SHORT EXERCISE 1 - In the excerpt about Keiser, list every kind of music he is said to have composed during the fruitful period it describes.
SHORT EXERCISE 2 - Rewrite everything in the records from the line containing "for the wet" down to the end of the records, shifting each bounding-box coordinate up by 60 and keeping all other wording the same.

EXCERPT TO READ -
—————

In 1694, he became court-composer to the duke of Brunswick-Wolfenbüttel, though he had probably come to the court already as early as 1692 to study its renowned operas, which had been going on since 1691, when the city had built a 1,200-seat opera house. Keiser put on his first opera Procris und Cephalus there and, the same year, his opera Basilius was put on at Hamburg and, as the musicologist Johann Mattheson noted, "received with great success and applause".
This was a fruitful period for him – composing not only operas, but arias, duets, cantatas, sérénades, church music and big oratorios, background music – all for the city's use.
About 1697 he settled permanently in Hamburg, and became the chief composer at the highly renowned Oper am Gänsemarkt (now rebuilt as the Hamburg State Opera) in Hamburg from 1697 to 1717; however he was actually first the director in 1702, and was not at various times from then to 1717, almost each time due to political instabilities.[1] From 1703 to 1709, Keiser changed the opera house from being a public institution to a commercial venture with two to three performances a week, in contrast to the opera houses intended for the nobility.

—————

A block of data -
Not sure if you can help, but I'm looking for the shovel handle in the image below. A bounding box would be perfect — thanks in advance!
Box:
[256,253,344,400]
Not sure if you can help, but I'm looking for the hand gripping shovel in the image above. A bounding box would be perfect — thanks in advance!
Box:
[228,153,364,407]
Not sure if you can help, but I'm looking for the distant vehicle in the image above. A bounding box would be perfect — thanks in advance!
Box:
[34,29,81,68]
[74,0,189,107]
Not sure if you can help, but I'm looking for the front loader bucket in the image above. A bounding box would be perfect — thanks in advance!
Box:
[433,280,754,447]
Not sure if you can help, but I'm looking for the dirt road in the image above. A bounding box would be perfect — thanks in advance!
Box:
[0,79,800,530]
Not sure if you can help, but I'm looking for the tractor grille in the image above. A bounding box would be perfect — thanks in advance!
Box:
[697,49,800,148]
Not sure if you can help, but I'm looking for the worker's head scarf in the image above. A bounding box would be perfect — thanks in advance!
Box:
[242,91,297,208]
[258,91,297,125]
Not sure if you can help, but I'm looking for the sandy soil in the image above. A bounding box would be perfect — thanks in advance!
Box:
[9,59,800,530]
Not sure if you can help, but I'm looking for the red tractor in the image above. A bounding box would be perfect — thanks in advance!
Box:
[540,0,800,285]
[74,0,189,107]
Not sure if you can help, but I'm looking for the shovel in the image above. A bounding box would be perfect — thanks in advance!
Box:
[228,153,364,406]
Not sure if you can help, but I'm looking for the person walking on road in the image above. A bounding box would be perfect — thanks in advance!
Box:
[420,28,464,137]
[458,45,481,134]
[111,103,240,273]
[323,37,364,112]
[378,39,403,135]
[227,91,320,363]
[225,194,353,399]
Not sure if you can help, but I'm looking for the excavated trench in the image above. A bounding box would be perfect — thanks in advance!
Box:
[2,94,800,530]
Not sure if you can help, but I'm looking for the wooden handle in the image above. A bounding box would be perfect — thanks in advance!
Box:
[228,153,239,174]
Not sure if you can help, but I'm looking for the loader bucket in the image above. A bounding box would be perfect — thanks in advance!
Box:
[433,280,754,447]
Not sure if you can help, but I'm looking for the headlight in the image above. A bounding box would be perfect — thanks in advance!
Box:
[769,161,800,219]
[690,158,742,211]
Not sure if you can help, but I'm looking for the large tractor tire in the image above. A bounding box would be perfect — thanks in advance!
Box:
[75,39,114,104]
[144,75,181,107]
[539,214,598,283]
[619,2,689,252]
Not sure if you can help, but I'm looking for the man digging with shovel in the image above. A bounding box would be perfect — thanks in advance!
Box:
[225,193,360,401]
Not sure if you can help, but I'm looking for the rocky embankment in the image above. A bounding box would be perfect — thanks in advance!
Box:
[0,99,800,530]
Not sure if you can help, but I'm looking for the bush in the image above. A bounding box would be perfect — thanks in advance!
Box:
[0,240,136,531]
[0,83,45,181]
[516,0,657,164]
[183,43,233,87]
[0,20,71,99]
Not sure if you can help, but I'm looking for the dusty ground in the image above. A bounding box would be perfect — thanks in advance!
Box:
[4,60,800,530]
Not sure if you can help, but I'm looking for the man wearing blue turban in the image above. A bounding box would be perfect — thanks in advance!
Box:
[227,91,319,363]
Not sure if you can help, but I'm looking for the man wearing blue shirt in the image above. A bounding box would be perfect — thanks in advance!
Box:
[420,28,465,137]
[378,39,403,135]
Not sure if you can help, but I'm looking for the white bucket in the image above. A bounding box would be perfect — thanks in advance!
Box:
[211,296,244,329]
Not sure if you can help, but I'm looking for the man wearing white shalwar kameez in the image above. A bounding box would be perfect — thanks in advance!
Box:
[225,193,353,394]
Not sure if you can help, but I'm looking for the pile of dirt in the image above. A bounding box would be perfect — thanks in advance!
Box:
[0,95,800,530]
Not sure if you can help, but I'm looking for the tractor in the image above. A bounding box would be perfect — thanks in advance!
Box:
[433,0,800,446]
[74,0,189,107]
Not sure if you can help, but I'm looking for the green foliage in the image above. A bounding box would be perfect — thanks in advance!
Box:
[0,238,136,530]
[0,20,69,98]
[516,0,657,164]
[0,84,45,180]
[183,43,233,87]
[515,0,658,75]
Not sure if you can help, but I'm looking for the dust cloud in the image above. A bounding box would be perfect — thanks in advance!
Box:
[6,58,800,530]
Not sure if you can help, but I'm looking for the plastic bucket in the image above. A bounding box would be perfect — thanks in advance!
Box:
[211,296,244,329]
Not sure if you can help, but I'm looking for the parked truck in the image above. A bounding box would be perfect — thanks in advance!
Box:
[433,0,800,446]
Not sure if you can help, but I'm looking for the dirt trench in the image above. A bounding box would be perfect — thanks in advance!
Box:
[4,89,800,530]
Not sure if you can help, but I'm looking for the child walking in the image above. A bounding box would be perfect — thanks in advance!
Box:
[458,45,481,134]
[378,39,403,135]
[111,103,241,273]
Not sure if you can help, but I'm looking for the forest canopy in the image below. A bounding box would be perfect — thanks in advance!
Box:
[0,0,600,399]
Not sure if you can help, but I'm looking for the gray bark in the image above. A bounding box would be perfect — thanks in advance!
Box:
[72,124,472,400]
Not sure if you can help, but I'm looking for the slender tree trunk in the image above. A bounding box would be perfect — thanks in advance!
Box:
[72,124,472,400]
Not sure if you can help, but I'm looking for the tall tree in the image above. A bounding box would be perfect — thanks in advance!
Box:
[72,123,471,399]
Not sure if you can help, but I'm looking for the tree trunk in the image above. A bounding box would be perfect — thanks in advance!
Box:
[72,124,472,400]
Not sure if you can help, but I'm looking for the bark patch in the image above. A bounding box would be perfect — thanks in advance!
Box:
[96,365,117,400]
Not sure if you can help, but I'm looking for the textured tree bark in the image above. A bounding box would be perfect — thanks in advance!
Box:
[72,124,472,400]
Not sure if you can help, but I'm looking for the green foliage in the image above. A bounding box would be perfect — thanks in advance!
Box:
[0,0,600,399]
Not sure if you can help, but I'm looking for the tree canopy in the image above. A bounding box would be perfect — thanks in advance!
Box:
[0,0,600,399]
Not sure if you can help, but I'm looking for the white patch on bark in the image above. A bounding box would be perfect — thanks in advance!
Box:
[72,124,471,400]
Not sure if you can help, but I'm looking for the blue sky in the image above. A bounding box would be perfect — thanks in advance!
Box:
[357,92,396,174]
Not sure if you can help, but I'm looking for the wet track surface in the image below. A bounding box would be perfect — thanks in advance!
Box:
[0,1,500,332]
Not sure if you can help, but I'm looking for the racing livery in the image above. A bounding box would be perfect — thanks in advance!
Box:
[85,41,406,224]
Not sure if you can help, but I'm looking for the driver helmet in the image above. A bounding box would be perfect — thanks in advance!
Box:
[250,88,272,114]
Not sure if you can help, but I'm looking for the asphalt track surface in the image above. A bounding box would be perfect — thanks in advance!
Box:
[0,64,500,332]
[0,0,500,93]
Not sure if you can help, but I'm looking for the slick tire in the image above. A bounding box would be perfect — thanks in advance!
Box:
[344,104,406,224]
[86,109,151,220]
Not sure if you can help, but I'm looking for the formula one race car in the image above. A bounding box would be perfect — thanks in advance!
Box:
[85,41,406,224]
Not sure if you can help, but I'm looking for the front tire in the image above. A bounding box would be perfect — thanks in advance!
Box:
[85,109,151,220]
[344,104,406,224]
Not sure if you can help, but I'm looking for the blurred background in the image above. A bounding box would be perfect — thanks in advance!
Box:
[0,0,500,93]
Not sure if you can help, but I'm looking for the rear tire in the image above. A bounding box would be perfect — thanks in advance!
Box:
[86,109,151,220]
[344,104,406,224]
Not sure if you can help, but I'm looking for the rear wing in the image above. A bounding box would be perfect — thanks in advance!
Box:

—————

WORKED SOLUTION 1 - operas, arias, duets, cantatas, sérénades, church music, big oratorios, background music

WORKED SOLUTION 2 -
Not sure if you can help, but I'm looking for the wet track surface in the image below. A bounding box would be perfect — thanks in advance!
Box:
[60,61,560,392]
Not sure if you can help, but I'm looking for the racing livery in the image above. A bounding box would be perfect — thanks in advance!
Box:
[145,101,466,284]
Not sure if you can help, but I'm looking for the driver helmet in the image above. A bounding box would be perfect — thanks in advance!
Box:
[310,148,332,174]
Not sure if you can help, but I'm looking for the asphalt track surface in the image above. A bounding box would be perfect — thanks in advance!
Box:
[60,124,560,392]
[60,60,560,153]
Not sure if you can help, but I'm looking for the slick tire in the image above. A bounding box would be perfect — thanks in advance!
Box:
[404,164,466,284]
[146,169,211,280]
Not sure if you can help, but I'm looking for the formula one race car in the image above. A bounding box would be perfect — thanks in advance!
Box:
[145,101,466,284]
Not sure if you can help, but I'm looking for the front tire in the image above. A bounding box would be perfect — thanks in advance!
Box:
[145,169,211,280]
[404,164,466,284]
Not sure if you can help, but I'm looking for the blurred background in the image above. A bounding box would be perfect — thanks in advance!
Box:
[60,60,560,153]
Not sure if you can help, but I'm looking for the rear tire in the image above. A bounding box would be perfect — thanks in advance!
Box:
[146,169,211,280]
[404,164,466,284]
Not sure if you can help, but I'm looking for the rear wing in the image above. A bounding box would be perfect — thanks in advance!
Box:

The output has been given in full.